WHAT IS NEEDED:
Show every line below that contains the string "person". Case counts.
=== DATA ENTRIES ===
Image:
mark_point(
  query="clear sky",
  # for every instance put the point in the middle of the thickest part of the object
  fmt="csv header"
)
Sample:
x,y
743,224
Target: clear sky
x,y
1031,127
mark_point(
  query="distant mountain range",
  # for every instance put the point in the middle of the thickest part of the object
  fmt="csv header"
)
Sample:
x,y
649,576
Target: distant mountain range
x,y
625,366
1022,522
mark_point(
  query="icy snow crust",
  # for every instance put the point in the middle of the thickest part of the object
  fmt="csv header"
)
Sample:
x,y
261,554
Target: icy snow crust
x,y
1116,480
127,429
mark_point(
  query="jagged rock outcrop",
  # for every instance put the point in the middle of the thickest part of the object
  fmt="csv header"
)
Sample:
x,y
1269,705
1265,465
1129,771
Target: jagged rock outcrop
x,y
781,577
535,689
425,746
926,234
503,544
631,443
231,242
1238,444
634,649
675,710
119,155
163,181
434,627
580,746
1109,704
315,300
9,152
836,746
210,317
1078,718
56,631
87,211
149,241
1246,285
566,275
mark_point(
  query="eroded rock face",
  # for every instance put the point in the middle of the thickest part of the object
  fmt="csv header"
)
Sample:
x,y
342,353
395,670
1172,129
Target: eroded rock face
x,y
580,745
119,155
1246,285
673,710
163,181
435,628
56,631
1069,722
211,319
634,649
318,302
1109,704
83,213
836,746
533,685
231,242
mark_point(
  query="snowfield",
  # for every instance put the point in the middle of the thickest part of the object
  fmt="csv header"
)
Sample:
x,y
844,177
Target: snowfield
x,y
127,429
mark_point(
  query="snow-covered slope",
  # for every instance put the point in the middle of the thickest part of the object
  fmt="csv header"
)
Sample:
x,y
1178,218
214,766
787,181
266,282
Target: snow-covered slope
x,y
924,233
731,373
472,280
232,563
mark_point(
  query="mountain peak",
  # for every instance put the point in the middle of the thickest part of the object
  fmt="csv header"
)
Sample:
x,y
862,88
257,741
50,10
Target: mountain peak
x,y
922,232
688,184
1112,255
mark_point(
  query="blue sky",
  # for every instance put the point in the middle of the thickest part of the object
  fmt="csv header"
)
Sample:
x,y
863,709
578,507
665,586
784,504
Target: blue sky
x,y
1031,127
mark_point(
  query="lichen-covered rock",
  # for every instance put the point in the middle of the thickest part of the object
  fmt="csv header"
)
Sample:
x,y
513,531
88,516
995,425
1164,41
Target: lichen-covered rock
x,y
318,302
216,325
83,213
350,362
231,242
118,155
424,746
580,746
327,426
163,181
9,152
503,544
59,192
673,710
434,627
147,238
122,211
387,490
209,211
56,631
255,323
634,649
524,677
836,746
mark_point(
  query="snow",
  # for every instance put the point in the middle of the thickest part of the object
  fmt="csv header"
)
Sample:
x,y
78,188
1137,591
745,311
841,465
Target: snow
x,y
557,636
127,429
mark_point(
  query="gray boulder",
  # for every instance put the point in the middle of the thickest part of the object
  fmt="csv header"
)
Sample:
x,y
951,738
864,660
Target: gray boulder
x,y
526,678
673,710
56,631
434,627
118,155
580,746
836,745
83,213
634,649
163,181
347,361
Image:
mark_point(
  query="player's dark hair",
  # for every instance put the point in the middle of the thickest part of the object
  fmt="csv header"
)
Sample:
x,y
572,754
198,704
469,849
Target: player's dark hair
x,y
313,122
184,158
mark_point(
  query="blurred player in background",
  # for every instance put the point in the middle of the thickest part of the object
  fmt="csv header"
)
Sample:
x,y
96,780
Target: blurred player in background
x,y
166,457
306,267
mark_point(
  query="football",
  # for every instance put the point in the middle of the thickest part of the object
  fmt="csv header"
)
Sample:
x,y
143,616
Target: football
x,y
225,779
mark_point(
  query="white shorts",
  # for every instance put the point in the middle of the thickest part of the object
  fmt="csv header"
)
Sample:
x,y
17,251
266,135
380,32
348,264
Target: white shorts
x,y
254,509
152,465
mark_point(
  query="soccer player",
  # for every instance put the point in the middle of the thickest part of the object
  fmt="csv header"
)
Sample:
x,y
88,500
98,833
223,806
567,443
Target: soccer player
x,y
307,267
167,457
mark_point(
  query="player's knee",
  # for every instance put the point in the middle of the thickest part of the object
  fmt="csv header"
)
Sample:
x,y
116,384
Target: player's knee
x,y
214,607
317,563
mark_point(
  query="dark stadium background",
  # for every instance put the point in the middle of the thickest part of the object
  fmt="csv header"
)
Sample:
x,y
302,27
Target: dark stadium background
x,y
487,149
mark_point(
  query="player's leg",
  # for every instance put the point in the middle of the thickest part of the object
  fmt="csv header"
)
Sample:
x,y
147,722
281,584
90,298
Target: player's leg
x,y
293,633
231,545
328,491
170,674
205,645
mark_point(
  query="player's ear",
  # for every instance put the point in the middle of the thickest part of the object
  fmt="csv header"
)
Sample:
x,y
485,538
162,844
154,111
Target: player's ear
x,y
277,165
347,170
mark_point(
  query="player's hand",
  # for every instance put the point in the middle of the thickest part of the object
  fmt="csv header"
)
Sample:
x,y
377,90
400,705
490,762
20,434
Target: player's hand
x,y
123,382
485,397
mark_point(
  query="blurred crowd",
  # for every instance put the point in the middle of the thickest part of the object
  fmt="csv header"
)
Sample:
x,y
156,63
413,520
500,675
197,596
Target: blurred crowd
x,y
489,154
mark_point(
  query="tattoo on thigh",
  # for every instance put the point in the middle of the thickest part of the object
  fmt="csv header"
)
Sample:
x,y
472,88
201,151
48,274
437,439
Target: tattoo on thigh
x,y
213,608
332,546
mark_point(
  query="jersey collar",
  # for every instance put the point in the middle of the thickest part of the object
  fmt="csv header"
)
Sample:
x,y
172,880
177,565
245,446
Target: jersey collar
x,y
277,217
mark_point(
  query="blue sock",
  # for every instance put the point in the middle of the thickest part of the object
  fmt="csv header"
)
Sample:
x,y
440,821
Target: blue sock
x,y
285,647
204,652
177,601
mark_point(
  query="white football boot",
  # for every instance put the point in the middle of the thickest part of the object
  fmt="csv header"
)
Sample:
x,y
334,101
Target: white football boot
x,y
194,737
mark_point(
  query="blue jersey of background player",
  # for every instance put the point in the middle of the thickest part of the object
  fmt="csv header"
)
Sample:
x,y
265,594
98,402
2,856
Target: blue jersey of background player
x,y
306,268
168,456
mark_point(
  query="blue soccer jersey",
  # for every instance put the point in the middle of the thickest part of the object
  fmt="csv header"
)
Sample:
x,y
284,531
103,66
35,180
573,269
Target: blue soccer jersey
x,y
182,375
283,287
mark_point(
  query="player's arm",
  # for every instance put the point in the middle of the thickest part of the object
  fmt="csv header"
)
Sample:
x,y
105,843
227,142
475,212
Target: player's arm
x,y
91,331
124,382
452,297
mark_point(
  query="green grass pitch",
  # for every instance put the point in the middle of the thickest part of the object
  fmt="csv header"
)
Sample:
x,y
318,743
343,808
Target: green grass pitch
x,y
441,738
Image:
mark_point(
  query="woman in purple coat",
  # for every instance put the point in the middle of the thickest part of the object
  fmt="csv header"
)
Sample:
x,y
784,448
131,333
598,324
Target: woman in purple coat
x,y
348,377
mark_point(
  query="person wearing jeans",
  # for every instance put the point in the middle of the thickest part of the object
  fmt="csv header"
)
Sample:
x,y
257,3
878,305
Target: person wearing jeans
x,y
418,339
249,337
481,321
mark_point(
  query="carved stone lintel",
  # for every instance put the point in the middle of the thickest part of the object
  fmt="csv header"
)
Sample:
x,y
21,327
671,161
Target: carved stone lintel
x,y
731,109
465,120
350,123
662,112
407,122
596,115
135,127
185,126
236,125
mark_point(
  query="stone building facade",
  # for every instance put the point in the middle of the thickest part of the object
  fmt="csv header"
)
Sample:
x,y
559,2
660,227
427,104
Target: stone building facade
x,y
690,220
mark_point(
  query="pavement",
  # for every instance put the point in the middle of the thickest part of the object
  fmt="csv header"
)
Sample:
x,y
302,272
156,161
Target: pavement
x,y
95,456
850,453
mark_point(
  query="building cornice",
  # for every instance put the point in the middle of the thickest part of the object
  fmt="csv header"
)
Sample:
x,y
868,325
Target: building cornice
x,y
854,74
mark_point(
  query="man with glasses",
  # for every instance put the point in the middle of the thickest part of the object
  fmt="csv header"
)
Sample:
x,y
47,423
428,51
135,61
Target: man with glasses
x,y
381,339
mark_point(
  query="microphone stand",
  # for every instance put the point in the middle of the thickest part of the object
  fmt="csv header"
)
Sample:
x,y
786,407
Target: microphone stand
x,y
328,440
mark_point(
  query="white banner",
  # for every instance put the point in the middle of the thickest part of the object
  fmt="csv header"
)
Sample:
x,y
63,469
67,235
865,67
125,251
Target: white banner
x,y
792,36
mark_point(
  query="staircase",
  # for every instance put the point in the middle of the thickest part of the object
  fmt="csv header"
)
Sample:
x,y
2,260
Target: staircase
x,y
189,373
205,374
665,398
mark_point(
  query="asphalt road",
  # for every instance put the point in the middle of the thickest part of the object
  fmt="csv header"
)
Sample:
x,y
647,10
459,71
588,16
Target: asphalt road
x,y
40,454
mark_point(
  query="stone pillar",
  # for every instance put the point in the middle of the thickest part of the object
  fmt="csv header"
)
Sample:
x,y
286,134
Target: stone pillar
===
RESPONSE TO THIS EXERCISE:
  query="person wearing jeans",
Target: person wearing jeans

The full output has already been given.